# Entries supplied:
* * * *

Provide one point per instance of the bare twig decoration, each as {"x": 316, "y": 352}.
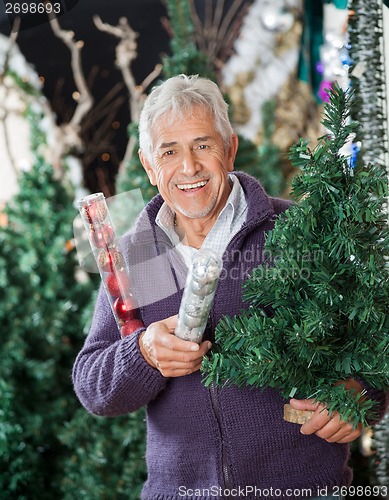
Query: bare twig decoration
{"x": 3, "y": 110}
{"x": 126, "y": 53}
{"x": 70, "y": 132}
{"x": 217, "y": 33}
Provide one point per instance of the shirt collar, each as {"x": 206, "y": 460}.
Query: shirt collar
{"x": 235, "y": 202}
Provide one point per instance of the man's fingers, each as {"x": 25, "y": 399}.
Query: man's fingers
{"x": 304, "y": 404}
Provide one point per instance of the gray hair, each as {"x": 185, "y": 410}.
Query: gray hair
{"x": 179, "y": 94}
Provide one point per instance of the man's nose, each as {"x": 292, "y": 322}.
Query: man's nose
{"x": 189, "y": 164}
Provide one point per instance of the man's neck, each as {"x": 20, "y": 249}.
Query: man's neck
{"x": 192, "y": 232}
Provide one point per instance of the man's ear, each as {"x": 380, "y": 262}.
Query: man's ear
{"x": 149, "y": 169}
{"x": 232, "y": 152}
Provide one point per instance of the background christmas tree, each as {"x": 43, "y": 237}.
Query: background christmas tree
{"x": 329, "y": 286}
{"x": 42, "y": 297}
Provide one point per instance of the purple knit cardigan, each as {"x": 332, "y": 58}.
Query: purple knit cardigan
{"x": 201, "y": 441}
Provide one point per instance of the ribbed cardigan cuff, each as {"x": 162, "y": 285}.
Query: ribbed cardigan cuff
{"x": 135, "y": 365}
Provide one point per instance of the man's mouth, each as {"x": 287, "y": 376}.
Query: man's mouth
{"x": 191, "y": 187}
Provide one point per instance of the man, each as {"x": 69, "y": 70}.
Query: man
{"x": 217, "y": 442}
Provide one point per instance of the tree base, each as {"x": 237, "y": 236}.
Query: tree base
{"x": 297, "y": 416}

* * * *

Leave out the pictures and retype every line above exactly.

Provide one point per instance of the bare twig decoration, each as {"x": 316, "y": 352}.
Query: bare twig decoration
{"x": 3, "y": 110}
{"x": 126, "y": 53}
{"x": 70, "y": 132}
{"x": 217, "y": 33}
Provide one point per instance of the shirt collar, each as {"x": 206, "y": 460}.
Query: shirt collar
{"x": 235, "y": 202}
Provide one point per instance of the man's fingers, each as {"x": 25, "y": 399}.
Query: man's fingers
{"x": 304, "y": 404}
Provide one point per instance of the gray hair, each as {"x": 185, "y": 410}.
Query: gray hair
{"x": 179, "y": 94}
Provide one point per instance of the man's nose, each as {"x": 292, "y": 322}.
Query: man's nose
{"x": 189, "y": 164}
Provide one point per instance of the man's neck, each as {"x": 20, "y": 249}.
Query: man's neck
{"x": 192, "y": 232}
Provide one point per instance of the man's ear, each as {"x": 380, "y": 262}.
Query: man's ear
{"x": 149, "y": 169}
{"x": 232, "y": 152}
Provide one point per instance of the background christmas tree, each as {"x": 43, "y": 237}.
Query: background christmas tree
{"x": 329, "y": 286}
{"x": 42, "y": 297}
Provide one point per instance of the purple knit cardigan, each as {"x": 332, "y": 58}.
Query: purple knit cardigan
{"x": 201, "y": 441}
Provide one point per instance of the ribbed cardigan cuff, each as {"x": 162, "y": 285}.
Query: ribbed cardigan cuff
{"x": 135, "y": 365}
Provide one point per instance of the man's mouth, each as {"x": 287, "y": 376}.
Query: man's mouth
{"x": 191, "y": 187}
Provide one point per instance of the man, each as {"x": 69, "y": 70}.
Query: man
{"x": 217, "y": 442}
Provide one point per instance of the tree base, each as {"x": 237, "y": 236}.
Query: tree base
{"x": 297, "y": 416}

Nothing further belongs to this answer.